■ **Page extract**
--------------------

Every now and then you come across a book that’s just different. It might be a one-off by an author who puts everything she or he has to say into a single creative burst – or it may be something that stands out from a writer’s other work like a black swan in a white flock. Especially in the latter case, such books often don’t get the attention they deserve. Perhaps they simply puzzle the author’s faithful followers. They can’t be categorized. They come out of nowhere and don’t seem to lead anywhere. The easiest thing to do is – not to talk about them.
But they tend to be memorable.
Here are three examples, all fantasies, all written by highly talented and in some cases famous children’s writers – and none of them, I suggest, as well known as they deserve to be.
A Dark Horn Blowing by Dahlov Ipcar (Macdonald 1978)
I hope and believe that some of you will have read this book (because so far in my life I have met only one other person who has). It’s based on an old ballad called The Queen of Elfan’s Nourrice, in which a mortal woman, stolen to be nurse to the Queen of Elfland’s son, laments for her own child from whom she was taken when he was only four nights old:
I heard a cow low, a bonnie cow low
An’ a cow low down in yon fauld;
Lang, lang will my young son greet
Or his mither take him frae cauld…
Ipcar’s book opens with the sound:
I heard a cow lowing, lowing low on the lea – a mournful sound, full of calling. It called me as I stood there at the window listening in the warm twilight of October.
Eben said, “Come to bed, Wife.”
But the enchantment is already working. As her husband falls asleep, Nora steals out into the night, leaving her four day old son wailing in the cradle, down through the wet fields to the shore.
A cow’s lowing is a sad sound – I had always thought so – but this was more than that. There were words crying in the sound. Almost a song:
Come Nora!
Come Nora!
You must come!
You must come with me!
You must come nurse the Erl Prince
In a kingdom low by the sea.
…It was a small man with a horn, standing by a long black boat there at the edge of the tide. But I never knew when it was that I first saw him, or when he first spoke. The cow’s lowing became the dark horn blowing, and then it was too late…
Full, full of enchantment, this tale – told by various voices – follows the path of Nora, trapped in the Erl Queen’s kingdom, her husband Eben who believes she has drowned, her son Owen, raised by the only woman his father can find to feed him – the witch Bab Magga, and Eelie, the Erl-Prince himself.

--------------------

■ **Given request 1**
Count the lines in the listing that contain the word "panel". Case counts. Reply with the number only.

■ **Given data**
--------------------

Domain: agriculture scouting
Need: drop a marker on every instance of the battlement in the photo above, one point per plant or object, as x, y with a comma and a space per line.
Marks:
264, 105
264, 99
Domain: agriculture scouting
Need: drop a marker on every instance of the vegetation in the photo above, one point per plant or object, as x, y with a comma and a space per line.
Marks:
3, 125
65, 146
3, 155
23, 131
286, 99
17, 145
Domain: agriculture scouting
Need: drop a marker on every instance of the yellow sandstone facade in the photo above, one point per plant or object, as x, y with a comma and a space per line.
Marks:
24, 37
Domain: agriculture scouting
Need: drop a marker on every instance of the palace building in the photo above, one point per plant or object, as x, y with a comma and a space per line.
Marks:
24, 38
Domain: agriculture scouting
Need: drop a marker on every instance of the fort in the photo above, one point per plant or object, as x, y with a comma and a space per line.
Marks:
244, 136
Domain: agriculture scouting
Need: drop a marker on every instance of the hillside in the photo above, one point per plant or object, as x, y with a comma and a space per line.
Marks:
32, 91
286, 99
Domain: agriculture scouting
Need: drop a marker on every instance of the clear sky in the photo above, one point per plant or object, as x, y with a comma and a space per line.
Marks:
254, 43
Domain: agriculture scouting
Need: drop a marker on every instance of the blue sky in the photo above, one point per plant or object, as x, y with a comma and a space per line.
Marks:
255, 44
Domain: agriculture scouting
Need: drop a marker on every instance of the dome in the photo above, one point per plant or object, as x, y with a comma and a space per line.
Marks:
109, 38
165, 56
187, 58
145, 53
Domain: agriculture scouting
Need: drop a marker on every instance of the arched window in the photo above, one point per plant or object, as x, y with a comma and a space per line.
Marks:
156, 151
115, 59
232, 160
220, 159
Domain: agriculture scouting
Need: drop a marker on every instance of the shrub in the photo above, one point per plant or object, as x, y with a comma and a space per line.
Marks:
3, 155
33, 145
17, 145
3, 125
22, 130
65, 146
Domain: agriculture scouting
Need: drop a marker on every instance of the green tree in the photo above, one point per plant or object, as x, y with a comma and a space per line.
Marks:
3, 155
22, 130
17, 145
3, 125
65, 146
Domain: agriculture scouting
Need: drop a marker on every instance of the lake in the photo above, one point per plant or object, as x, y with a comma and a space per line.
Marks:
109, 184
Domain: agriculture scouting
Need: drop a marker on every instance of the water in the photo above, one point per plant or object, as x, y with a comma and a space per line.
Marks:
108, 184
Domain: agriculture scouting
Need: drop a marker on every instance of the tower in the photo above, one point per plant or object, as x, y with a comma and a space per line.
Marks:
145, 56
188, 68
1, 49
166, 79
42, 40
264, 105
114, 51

--------------------

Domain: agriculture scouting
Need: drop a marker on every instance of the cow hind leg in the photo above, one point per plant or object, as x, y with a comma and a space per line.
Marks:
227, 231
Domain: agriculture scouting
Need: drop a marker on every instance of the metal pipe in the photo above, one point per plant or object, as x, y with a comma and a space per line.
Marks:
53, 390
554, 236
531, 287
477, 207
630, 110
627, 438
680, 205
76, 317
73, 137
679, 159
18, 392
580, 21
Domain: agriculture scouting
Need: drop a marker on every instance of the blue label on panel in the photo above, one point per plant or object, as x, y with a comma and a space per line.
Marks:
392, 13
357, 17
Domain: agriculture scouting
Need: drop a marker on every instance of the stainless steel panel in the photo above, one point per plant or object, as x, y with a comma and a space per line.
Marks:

--------------------

■ **Given request 2**
Using the piece on overlooked fantasies, decide whether each statement agrees with it. Answer yes or no for each, quoting the words that decide it. (a) A Dark Horn Blowing is based on an old ballad. (b) Nora's son is four weeks old when she leaves him. (c) Eben thinks Nora has drowned.

■ **Task solution 1**
2

■ **Task solution 2**
(a) Yes: "It’s based on an old ballad called The Queen of Elfan’s Nourrice"
(b) No: "leaving her four day old son wailing in the cradle"
(c) Yes: "her husband Eben who believes she has drowned"